### TEXT PROVIDED
☆ ☆ ☆ ☆ ☆

What steps do you take to ensure your dry cured, uncooked pork is safe?


----------



## daveomak (May 22, 2021)

forktender, Sounds like someone else that writes books....  Michael Ruhiman..


----------



## chef jimmyj (May 22, 2021)

Ok, then. That article has been deemed questionable, though much of it is accurate. Let's say..." FOR ENTERTAINMENT PURPOSES ONLY! THE INFORMATION MAY OR MAY NOT BE 100% ACCURATE..."...JJ


----------



## chef jimmyj (May 22, 2021)

bill ace 350 said:


> What steps do you take to ensure your dry cured, uncooked pork is safe?



Commercial Pork is generally safe. If you want insurance, Freeze, 0°F for 30 days. If we are talking Wild Hog...
That would best be answered by 

 indaswamp
 ...JJ


----------



## drno (May 22, 2021)

Thanks for all the responses. I was asking because I have a friend who shot a black bear and wants me to make some summer sausage for him.  I like Dave's suggestion of going an extra 30-60 min, I'll add that to my process.  I start with a smoker and then finish with a sous vide bath, where I'll bring it up to temp (and then leave it there for another +30min).  After this discussion, I'm inclined to use 160F as my target temp.  Normally with deer, I've been targeting 154F despite CDC guidance to cook everything to 160F.

☆ ☆ ☆ ☆ ☆

Data entries

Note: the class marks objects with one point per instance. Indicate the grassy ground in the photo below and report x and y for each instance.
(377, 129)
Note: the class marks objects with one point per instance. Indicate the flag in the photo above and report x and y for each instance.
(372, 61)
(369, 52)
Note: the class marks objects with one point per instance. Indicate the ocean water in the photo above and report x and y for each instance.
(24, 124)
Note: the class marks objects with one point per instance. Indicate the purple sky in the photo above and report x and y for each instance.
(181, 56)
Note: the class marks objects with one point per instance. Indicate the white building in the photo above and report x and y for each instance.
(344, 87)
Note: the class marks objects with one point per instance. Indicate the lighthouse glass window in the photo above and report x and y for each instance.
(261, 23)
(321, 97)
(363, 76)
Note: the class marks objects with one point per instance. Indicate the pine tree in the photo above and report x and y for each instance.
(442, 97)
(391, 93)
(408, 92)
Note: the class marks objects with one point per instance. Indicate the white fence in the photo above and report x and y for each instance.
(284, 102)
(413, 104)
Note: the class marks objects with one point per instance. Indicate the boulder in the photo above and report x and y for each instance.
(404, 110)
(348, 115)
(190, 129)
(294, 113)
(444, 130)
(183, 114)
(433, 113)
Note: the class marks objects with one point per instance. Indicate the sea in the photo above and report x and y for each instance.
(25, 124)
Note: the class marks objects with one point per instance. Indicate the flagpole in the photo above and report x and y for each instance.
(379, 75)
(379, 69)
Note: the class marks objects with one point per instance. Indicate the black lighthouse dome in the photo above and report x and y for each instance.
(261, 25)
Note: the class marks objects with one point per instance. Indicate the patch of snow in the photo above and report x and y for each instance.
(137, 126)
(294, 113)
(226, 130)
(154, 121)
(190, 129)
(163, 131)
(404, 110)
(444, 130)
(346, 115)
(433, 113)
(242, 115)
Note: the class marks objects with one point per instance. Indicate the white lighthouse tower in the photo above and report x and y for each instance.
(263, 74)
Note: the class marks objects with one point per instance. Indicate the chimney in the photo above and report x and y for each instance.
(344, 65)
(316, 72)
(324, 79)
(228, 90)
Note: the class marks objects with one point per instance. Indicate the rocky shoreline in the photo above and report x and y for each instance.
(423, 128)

☆ ☆ ☆ ☆ ☆

### REQUIRED ACTION
Please state the freezing temperature and duration that chef jimmyj gives in the forum thread as insurance for pork.

### ANSWER AREA
0°F for 30 days.